_WORK TO COMPLETE_
Please output exactly the run of lines that starts at the line with "quick question — the gothic" and ends at the last line of the records below.

-- Opening Marker --

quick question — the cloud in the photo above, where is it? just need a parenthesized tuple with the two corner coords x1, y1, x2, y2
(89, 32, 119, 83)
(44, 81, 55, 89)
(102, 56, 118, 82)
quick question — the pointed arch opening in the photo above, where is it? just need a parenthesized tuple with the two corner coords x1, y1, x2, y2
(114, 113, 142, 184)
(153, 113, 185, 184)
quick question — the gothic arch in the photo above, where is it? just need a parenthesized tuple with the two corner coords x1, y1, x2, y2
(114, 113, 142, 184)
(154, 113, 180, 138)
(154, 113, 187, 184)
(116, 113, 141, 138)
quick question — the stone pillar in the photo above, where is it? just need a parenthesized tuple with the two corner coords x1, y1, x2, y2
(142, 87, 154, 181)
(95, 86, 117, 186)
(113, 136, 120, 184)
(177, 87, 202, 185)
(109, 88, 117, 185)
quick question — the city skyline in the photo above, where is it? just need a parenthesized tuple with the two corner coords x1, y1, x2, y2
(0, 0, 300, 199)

-- Closing Marker --

_ANSWER TO THE EXERCISE_
quick question — the gothic arch in the photo above, where is it? just need a parenthesized tuple with the two corner coords x1, y1, x2, y2
(114, 113, 142, 184)
(154, 113, 180, 138)
(154, 113, 187, 184)
(116, 113, 141, 138)
quick question — the stone pillar in the photo above, where is it? just need a parenthesized tuple with the two corner coords x1, y1, x2, y2
(142, 87, 154, 181)
(95, 86, 117, 186)
(113, 136, 120, 184)
(177, 87, 202, 185)
(109, 88, 117, 185)
quick question — the city skyline in the photo above, where is it? just need a parenthesized tuple with the two corner coords x1, y1, x2, y2
(0, 0, 300, 199)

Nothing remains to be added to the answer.